• THE PROBLEM
In full and without alteration, print the entries that follow.

[Point localization data]
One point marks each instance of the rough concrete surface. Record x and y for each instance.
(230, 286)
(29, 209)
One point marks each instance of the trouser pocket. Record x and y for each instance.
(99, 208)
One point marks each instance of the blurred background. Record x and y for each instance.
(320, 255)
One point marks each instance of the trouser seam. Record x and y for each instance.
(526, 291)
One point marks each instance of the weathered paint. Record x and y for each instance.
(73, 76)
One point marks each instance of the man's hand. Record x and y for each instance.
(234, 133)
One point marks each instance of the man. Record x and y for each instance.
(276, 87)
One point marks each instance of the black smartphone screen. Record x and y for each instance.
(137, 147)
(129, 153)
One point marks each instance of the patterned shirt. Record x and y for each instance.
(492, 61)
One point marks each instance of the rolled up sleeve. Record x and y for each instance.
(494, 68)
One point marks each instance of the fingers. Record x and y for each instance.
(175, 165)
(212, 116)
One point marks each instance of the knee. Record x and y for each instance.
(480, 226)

• ANSWER SPACE
One point marks each instance of the rough concrete surface. Record x and y for each instance.
(230, 286)
(29, 209)
One point marks each instance of the trouser pocket. Record x and y for each instance.
(99, 208)
One point marks each instance of the blurred background. Record x and y for each instance.
(320, 255)
One point marks each instance of the trouser seam. Record x and y for each instance.
(526, 291)
One point marks each instance of the weathered paint. Record x and y for each instance.
(73, 76)
One point marks each instance of the man's hand. Record x and y for each instance.
(234, 133)
One point marks each instance of the man. Record x and y for each instance.
(276, 87)
One point marks each instance of the black smartphone screen. Record x and y for each instance.
(137, 147)
(129, 153)
One point marks each instance of the patterned shirt. Record x and y for each instance.
(492, 61)
One point marks each instance of the rolled up sleeve. Record x and y for each instance.
(494, 68)
One point marks each instance of the fingers. Record x and y for each instance.
(175, 165)
(212, 116)
One point marks each instance of the knee. Record x and y for each instance.
(480, 226)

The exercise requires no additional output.